- About this exercise: Return exactly, and only, the lines from the line containing "bbox: blue banner sign" through the final line of the records below, both included.

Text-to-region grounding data

== Segment start ==

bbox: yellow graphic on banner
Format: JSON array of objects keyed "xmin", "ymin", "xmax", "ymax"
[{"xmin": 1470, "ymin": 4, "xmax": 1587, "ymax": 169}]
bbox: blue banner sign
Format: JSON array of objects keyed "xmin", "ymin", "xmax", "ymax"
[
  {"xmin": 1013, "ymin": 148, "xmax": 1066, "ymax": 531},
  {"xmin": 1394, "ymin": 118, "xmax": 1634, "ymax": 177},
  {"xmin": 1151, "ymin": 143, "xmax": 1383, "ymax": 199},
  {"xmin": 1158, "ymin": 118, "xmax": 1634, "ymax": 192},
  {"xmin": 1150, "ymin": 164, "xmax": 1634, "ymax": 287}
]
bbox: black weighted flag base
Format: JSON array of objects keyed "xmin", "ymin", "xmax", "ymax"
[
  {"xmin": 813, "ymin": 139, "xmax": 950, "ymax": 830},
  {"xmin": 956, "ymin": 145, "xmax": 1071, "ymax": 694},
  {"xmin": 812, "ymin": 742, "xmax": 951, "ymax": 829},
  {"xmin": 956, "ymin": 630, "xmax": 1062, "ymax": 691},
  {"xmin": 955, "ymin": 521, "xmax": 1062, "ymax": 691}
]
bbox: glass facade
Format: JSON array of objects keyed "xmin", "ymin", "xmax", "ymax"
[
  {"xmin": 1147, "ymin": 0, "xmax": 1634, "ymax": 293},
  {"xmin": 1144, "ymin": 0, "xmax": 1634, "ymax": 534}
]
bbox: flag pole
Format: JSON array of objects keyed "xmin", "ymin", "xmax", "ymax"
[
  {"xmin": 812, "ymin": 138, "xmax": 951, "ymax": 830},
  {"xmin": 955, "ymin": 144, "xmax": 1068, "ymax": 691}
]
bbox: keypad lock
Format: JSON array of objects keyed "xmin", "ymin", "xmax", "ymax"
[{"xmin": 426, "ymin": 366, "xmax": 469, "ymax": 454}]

== Segment end ==

- Your response:
bbox: blue banner sign
Format: JSON array of objects keyed "xmin", "ymin", "xmax", "ymax"
[
  {"xmin": 1013, "ymin": 148, "xmax": 1066, "ymax": 531},
  {"xmin": 1394, "ymin": 118, "xmax": 1634, "ymax": 177},
  {"xmin": 1151, "ymin": 143, "xmax": 1383, "ymax": 199},
  {"xmin": 1158, "ymin": 118, "xmax": 1634, "ymax": 192},
  {"xmin": 1150, "ymin": 164, "xmax": 1634, "ymax": 287}
]
bbox: black weighted flag base
Format: JSON array of objects keyed "xmin", "ymin", "xmax", "ymax"
[
  {"xmin": 813, "ymin": 139, "xmax": 950, "ymax": 830},
  {"xmin": 956, "ymin": 145, "xmax": 1071, "ymax": 694},
  {"xmin": 812, "ymin": 742, "xmax": 951, "ymax": 829},
  {"xmin": 956, "ymin": 630, "xmax": 1062, "ymax": 691},
  {"xmin": 955, "ymin": 521, "xmax": 1062, "ymax": 691}
]
bbox: glass facade
Format: JSON array of objects keyed "xmin", "ymin", "xmax", "ymax"
[
  {"xmin": 1147, "ymin": 0, "xmax": 1634, "ymax": 293},
  {"xmin": 1144, "ymin": 0, "xmax": 1634, "ymax": 534}
]
bbox: flag pole
Format: JSON array of objects keyed "xmin", "ymin", "xmax", "ymax"
[
  {"xmin": 812, "ymin": 138, "xmax": 951, "ymax": 830},
  {"xmin": 955, "ymin": 144, "xmax": 1068, "ymax": 691}
]
bbox: keypad lock
Format: JSON array of objects keyed "xmin", "ymin", "xmax", "ymax"
[{"xmin": 426, "ymin": 366, "xmax": 469, "ymax": 454}]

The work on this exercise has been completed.